(Position annotation records)
========
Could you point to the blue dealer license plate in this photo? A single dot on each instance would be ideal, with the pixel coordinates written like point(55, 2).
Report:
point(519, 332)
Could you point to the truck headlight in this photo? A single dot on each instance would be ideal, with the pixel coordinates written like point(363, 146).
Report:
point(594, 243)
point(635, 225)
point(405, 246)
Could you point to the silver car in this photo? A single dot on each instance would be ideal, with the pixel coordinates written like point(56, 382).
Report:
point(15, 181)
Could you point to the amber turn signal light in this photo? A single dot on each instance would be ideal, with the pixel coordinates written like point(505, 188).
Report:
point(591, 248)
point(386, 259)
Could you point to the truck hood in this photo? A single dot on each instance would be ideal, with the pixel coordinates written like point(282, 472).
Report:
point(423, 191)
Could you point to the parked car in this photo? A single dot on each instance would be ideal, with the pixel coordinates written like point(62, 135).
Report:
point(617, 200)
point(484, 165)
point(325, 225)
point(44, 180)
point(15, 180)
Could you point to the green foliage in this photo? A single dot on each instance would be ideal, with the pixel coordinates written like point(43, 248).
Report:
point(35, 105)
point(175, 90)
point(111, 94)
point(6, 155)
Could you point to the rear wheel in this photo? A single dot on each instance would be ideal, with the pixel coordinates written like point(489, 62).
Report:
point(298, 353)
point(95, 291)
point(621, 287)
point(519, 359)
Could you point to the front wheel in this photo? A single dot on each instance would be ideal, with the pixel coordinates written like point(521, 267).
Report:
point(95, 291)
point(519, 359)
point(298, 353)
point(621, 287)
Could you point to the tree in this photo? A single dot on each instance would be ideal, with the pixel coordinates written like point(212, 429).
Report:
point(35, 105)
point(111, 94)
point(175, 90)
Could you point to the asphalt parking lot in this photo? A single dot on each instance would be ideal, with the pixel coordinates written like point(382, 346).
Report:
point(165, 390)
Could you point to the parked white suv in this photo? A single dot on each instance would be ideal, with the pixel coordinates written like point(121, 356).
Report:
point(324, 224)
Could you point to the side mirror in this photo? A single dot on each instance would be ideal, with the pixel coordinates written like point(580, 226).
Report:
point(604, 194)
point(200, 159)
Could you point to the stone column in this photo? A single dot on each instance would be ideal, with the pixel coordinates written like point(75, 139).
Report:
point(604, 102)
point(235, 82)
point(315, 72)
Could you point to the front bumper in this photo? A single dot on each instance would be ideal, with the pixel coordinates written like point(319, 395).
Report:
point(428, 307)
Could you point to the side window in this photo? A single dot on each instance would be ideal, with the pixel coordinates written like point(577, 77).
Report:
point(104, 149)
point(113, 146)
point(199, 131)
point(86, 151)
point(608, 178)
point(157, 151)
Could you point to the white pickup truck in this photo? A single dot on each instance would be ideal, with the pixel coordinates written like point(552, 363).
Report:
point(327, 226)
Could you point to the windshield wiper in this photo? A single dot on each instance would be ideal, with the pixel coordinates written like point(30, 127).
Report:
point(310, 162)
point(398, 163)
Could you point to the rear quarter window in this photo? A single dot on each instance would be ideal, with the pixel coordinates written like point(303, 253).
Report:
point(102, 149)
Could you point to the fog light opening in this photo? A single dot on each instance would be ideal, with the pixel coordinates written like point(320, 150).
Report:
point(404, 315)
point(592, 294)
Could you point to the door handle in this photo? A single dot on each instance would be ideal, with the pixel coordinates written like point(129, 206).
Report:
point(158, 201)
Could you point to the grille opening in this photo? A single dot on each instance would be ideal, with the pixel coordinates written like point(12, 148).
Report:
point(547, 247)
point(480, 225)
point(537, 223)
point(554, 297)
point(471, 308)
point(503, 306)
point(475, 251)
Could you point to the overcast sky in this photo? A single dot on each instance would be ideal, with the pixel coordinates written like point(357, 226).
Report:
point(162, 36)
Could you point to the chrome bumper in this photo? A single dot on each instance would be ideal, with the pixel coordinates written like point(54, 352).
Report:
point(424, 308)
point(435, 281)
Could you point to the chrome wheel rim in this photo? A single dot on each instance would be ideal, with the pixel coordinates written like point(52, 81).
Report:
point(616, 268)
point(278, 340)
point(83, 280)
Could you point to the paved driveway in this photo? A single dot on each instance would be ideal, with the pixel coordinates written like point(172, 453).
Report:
========
Rewrite everything from the line containing "Could you point to the parked car" down to the line containing "point(15, 180)", requests included, multiplying each answer coordinate by 1.25 and rounding to whole numbers with halves rounded up. Leave the request wording and its sample coordinates as they are.

Could you point to the parked car in this photo? A single dot on each instance would be ideal, with the pixel coordinates written like point(62, 135).
Report:
point(771, 250)
point(605, 206)
point(406, 281)
point(55, 225)
point(19, 225)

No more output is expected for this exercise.